_Problem:_
Every line below that carries the word "castle" needs to be copied.

[[ Material supplied open ]]

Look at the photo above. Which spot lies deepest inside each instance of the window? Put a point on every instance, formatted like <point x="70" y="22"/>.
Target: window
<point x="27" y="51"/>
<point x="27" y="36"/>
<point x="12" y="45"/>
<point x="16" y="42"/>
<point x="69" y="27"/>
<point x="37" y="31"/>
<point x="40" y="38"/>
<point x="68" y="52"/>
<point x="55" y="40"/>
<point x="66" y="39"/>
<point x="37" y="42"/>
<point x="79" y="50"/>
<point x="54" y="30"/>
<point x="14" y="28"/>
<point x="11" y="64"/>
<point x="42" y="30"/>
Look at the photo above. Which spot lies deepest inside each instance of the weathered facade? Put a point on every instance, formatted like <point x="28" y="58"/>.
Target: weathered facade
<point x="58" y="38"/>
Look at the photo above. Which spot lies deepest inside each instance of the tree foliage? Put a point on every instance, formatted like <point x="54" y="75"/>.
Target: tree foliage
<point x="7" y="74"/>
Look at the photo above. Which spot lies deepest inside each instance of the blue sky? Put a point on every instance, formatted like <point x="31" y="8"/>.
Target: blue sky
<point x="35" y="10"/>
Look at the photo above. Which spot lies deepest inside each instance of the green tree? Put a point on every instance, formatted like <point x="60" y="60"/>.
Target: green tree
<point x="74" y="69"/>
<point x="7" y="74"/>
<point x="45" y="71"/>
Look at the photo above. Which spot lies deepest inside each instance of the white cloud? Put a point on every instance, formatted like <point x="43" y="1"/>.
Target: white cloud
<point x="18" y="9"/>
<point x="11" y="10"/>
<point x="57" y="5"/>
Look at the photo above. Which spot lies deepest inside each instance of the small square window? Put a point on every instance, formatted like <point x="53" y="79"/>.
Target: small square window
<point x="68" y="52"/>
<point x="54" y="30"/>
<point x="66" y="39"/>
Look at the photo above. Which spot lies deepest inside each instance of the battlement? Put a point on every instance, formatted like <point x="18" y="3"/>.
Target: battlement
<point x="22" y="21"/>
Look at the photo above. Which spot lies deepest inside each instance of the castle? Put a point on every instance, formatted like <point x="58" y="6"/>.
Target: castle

[[ Material supplied closed ]]

_Task response:_
Look at the photo above. Which spot lies deepest inside each instance of the castle? Put a point on every instance, formatted like <point x="58" y="6"/>.
Target: castle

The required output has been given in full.